--- Pointing dataset records ---
####
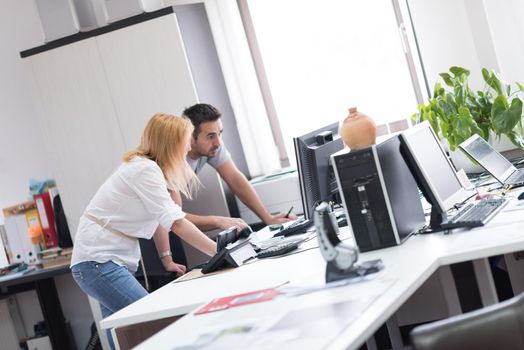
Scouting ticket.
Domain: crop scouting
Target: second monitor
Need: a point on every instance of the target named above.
(316, 175)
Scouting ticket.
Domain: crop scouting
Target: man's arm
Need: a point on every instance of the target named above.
(238, 183)
(161, 238)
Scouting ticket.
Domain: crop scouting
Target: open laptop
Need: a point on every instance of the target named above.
(491, 160)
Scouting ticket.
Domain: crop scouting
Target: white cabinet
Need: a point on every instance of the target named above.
(147, 72)
(78, 120)
(96, 95)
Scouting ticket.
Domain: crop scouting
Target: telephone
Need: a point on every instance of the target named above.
(231, 252)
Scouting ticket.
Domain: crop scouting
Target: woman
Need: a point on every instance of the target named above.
(136, 202)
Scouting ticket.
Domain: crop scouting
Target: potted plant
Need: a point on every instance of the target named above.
(456, 111)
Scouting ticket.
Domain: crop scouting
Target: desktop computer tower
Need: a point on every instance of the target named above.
(380, 196)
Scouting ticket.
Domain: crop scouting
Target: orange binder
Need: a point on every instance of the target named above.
(47, 219)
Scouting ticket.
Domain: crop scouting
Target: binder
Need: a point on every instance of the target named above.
(18, 218)
(4, 261)
(47, 219)
(13, 244)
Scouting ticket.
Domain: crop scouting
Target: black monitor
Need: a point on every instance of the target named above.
(316, 175)
(433, 172)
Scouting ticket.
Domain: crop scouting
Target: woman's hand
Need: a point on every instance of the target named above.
(172, 266)
(281, 218)
(224, 223)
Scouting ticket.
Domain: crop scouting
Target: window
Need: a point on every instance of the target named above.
(322, 57)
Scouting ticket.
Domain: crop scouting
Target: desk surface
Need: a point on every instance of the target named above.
(408, 266)
(34, 275)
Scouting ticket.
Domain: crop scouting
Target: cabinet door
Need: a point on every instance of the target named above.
(80, 128)
(147, 72)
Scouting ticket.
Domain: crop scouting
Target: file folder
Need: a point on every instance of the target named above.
(47, 219)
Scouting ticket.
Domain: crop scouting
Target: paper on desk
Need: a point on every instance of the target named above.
(309, 327)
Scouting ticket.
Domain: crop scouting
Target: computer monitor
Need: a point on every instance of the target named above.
(316, 175)
(433, 172)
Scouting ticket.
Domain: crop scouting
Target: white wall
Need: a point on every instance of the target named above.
(470, 33)
(507, 30)
(22, 152)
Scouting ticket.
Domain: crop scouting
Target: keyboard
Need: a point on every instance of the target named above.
(298, 227)
(278, 249)
(476, 214)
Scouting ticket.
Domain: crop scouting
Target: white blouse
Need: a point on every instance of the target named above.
(134, 200)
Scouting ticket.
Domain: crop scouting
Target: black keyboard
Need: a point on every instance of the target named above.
(476, 214)
(278, 249)
(298, 227)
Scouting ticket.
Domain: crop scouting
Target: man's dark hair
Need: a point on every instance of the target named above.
(201, 113)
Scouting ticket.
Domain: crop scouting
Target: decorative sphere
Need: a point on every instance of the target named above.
(358, 130)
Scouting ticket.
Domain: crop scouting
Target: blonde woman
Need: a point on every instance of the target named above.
(137, 202)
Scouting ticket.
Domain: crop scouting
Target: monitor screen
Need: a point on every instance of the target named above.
(494, 162)
(432, 169)
(316, 175)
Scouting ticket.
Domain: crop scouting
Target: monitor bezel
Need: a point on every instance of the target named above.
(474, 138)
(443, 204)
(298, 143)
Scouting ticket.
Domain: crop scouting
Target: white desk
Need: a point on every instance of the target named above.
(408, 266)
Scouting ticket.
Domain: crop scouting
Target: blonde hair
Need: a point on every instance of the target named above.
(164, 141)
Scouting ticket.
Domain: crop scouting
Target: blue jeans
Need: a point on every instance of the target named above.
(109, 283)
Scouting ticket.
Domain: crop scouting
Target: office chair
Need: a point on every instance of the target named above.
(155, 272)
(499, 326)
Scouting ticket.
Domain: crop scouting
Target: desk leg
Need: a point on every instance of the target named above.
(394, 333)
(52, 311)
(488, 292)
(449, 289)
(371, 343)
(515, 267)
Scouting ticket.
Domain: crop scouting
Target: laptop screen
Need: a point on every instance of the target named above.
(491, 160)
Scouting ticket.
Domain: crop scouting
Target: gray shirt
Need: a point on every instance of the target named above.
(220, 158)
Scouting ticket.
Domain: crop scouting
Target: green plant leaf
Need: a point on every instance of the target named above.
(493, 81)
(447, 79)
(504, 119)
(457, 71)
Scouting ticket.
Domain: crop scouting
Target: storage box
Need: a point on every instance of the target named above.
(18, 219)
(58, 18)
(42, 343)
(90, 14)
(116, 10)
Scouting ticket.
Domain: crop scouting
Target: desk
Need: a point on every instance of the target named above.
(408, 265)
(43, 282)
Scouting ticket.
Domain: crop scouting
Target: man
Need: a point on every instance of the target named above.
(207, 147)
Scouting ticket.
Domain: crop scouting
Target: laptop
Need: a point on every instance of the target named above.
(491, 160)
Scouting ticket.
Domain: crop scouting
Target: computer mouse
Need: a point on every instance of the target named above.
(245, 233)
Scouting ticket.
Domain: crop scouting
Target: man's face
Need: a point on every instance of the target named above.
(208, 140)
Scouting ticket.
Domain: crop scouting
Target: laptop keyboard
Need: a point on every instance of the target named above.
(517, 177)
(476, 214)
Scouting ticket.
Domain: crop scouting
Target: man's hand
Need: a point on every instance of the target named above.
(224, 223)
(174, 267)
(280, 218)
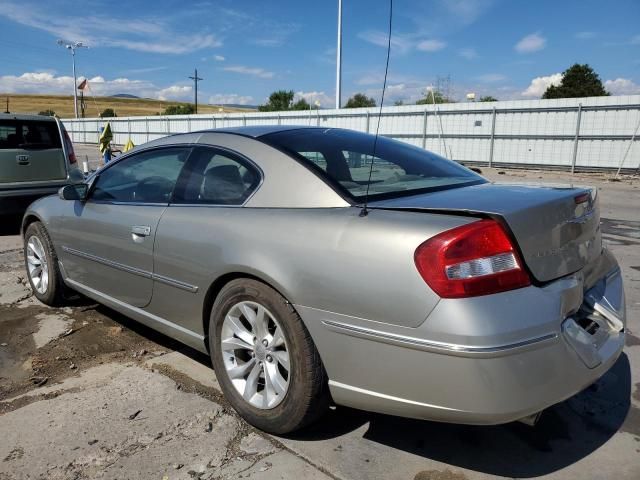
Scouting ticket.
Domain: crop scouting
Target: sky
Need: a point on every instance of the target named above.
(246, 49)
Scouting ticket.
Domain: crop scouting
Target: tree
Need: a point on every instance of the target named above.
(180, 109)
(360, 100)
(279, 101)
(301, 104)
(108, 113)
(436, 97)
(577, 81)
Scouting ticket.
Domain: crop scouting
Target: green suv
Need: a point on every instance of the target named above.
(36, 159)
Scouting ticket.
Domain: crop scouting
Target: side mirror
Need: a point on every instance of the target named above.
(76, 191)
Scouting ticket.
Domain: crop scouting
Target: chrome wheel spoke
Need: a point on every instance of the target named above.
(233, 343)
(251, 386)
(239, 329)
(282, 357)
(241, 371)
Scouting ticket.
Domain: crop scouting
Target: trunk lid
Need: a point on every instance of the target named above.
(557, 228)
(30, 151)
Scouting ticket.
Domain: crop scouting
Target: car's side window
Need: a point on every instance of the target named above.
(216, 177)
(148, 177)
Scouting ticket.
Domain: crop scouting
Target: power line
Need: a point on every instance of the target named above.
(196, 79)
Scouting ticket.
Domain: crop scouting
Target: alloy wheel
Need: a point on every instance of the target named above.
(37, 265)
(255, 354)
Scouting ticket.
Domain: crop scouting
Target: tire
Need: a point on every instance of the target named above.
(48, 287)
(306, 396)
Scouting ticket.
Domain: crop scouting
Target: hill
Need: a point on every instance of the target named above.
(124, 107)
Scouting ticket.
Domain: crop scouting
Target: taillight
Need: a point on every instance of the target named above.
(471, 260)
(69, 146)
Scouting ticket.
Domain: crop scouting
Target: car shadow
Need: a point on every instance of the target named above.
(10, 225)
(565, 434)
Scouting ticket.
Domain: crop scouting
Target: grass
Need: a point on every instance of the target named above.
(124, 107)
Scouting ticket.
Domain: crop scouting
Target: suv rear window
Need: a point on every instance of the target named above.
(345, 160)
(28, 134)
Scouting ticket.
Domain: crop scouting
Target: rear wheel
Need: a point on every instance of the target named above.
(264, 358)
(41, 263)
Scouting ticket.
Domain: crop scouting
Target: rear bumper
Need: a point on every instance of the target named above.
(487, 360)
(15, 201)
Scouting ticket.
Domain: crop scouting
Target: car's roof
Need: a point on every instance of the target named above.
(18, 116)
(258, 130)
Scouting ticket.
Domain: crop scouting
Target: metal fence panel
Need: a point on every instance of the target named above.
(588, 133)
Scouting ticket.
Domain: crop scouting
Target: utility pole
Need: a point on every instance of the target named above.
(339, 58)
(196, 79)
(73, 47)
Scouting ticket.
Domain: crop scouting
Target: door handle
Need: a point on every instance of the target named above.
(141, 230)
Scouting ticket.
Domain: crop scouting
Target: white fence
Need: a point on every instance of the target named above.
(578, 133)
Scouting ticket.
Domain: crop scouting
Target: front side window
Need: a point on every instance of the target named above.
(216, 177)
(147, 177)
(344, 158)
(29, 134)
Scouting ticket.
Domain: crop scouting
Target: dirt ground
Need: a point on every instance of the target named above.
(87, 393)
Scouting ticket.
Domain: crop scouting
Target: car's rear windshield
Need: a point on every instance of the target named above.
(28, 134)
(344, 158)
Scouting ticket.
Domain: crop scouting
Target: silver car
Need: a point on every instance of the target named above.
(315, 272)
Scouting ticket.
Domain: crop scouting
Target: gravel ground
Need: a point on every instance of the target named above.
(87, 393)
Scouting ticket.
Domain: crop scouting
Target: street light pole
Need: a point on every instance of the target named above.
(196, 79)
(72, 47)
(339, 58)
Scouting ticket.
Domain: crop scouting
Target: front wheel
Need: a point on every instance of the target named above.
(264, 358)
(41, 263)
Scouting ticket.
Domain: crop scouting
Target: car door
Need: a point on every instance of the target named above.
(196, 230)
(107, 243)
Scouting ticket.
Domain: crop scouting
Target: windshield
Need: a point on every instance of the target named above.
(344, 157)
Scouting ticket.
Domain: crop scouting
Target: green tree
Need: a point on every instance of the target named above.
(186, 109)
(579, 80)
(360, 100)
(301, 104)
(436, 97)
(279, 101)
(108, 113)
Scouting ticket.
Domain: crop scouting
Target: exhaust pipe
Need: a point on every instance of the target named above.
(531, 420)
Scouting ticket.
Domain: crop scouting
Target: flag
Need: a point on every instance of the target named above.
(105, 138)
(128, 146)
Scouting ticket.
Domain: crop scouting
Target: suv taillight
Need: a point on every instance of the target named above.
(69, 146)
(471, 260)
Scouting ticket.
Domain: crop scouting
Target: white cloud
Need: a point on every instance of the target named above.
(47, 82)
(622, 86)
(230, 98)
(468, 53)
(531, 43)
(540, 84)
(431, 45)
(381, 39)
(255, 71)
(311, 97)
(585, 35)
(147, 34)
(492, 78)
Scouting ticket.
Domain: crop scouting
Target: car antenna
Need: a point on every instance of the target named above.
(364, 212)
####
--- Job ---
Show every line of the rows above that contains the word "window", treating uppercase and lowercase as different.

--- Output ---
Target: window
Target: car's side window
Target: suv rear window
Target: front side window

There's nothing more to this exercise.